* Direction: Reproduce the listing below with each "Point out" swapped for "Indicate", leaving every other line and character unchanged.

* Exercise input:
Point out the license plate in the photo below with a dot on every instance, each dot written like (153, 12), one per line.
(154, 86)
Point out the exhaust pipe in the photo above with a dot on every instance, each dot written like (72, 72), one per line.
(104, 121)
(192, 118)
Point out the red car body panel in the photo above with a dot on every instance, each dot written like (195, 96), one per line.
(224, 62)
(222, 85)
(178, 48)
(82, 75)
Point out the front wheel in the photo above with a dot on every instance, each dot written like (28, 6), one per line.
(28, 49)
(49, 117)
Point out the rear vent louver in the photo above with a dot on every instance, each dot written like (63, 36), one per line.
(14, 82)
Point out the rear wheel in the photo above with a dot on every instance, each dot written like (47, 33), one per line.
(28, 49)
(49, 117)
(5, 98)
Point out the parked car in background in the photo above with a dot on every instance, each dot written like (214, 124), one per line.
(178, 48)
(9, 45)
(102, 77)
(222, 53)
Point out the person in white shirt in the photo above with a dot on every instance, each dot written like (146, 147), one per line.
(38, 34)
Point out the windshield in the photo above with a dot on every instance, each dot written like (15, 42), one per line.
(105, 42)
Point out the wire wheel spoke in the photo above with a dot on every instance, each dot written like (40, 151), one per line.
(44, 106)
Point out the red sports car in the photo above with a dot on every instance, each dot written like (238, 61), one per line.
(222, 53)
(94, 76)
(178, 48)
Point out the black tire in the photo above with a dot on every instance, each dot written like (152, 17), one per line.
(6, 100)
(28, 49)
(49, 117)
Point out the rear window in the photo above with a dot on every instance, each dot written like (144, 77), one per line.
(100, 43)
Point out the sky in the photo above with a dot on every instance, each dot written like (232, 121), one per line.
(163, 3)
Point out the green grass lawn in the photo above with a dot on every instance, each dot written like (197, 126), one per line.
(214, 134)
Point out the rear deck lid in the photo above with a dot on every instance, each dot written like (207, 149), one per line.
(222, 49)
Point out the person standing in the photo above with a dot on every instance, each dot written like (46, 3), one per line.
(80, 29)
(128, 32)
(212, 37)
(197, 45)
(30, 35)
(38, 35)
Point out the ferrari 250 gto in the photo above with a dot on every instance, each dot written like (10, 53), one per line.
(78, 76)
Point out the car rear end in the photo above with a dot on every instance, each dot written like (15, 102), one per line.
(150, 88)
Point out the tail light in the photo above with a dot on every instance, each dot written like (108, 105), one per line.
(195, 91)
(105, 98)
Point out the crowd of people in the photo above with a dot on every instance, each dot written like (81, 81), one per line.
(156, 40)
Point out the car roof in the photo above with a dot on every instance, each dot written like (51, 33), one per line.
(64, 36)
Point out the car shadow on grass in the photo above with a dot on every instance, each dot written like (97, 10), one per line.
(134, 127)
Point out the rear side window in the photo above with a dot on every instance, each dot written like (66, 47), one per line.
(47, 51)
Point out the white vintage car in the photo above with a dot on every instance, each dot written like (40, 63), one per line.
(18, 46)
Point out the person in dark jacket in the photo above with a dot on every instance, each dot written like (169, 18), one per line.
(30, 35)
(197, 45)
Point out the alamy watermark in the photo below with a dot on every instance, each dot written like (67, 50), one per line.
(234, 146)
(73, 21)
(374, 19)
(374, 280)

* Full solution:
Indicate the license plate in the photo below with a dot on every instance, each dot written like (153, 12), one per line.
(154, 86)
Indicate the exhaust pipe in the photo above with a dot on every instance, each dot written like (72, 72), one per line.
(104, 121)
(192, 118)
Indicate the red car body panel in the photo above with a dot on every instance, each dot written like (195, 96), one per line.
(224, 62)
(222, 85)
(178, 48)
(82, 75)
Indicate the front wheel in the photo above with a dot on every instance, each dot written like (28, 6), one per line.
(28, 49)
(49, 117)
Indicate the rear vent louver in the photo above with a dot on every instance, each dot written like (63, 36), one per line.
(14, 82)
Indicate the rear wheel in the photo above with a dot on every instance, each dot written like (47, 33), one per line.
(28, 49)
(49, 117)
(5, 98)
Indicate the parked car in background in the photo above with a dot on every instance, each dot written like (214, 124), one per line.
(178, 48)
(9, 45)
(102, 77)
(222, 53)
Indicate the person in white shirt in the photo above with a dot on every instance, each dot written like (146, 147), one per line.
(38, 34)
Indicate the windshield in the photo above with a dot on every instance, each dot written like (15, 42), one per line.
(105, 42)
Indicate the wire wheel spoke in the photo above with a dot on every instance, each dot written like (40, 151), one per line.
(44, 106)
Indicate the red sports car in the photo above with a dot on every instance, each dot written like (238, 61), one per line.
(222, 53)
(94, 76)
(178, 48)
Indicate the black tire in the photo above with a dot on every instance, each dot written like (152, 17), one per line.
(6, 100)
(28, 49)
(49, 117)
Indicate the rear window in the photo above with a dot on every instance, each dot written like (144, 77), one per line.
(100, 43)
Indicate the sky in the photo above with a dot on every instance, each dot written like (232, 121), one per line.
(163, 3)
Indicate the green grass lawn in the photo above with a dot on every instance, each dot written like (197, 126), one per line.
(214, 134)
Indicate the rear deck lid in the photo above with a dot on every instance, each dot written like (207, 149), one per line.
(222, 49)
Indicate the person standing in the photo above with a dot on every instance, each dot written like (46, 3), one per line.
(80, 29)
(128, 32)
(212, 37)
(197, 45)
(30, 35)
(38, 35)
Indicate the ferrari 250 gto in the photo above with a dot on every instance, each dot written like (10, 53), one per line.
(78, 76)
Indicate the car rear end in the photo above with a dot on every instance, each dot written like (15, 102), one per line.
(150, 88)
Indicate the tail light in the photo above with a dot on every instance, each dot written like (108, 105), one per line.
(195, 91)
(105, 98)
Indicate the crowd of people in the photo above with a dot on every instance, each dot written like (81, 81), one per line.
(156, 40)
Indicate the car roof in the photo above with a dot on every instance, each dot written like (51, 33), one per line.
(64, 36)
Indicate the car shadow on grass in the photo above with a dot on every instance, each dot written like (97, 10), one per line.
(134, 127)
Indicate the rear side window in the photo above with a dot on every instance, each dot written like (66, 47), one per line.
(47, 51)
Indicate the white vintage car in the photo above with a dot on every instance, each dot written like (40, 63), one per line.
(18, 46)
Indicate the person in dark jacket in the photo above with a dot on every instance, each dot written like (169, 18), one per line.
(30, 35)
(197, 45)
Indicate the alamy watermark in the photo below with a dot on every instance, each dot written like (67, 50), one per line.
(234, 146)
(73, 21)
(374, 19)
(374, 280)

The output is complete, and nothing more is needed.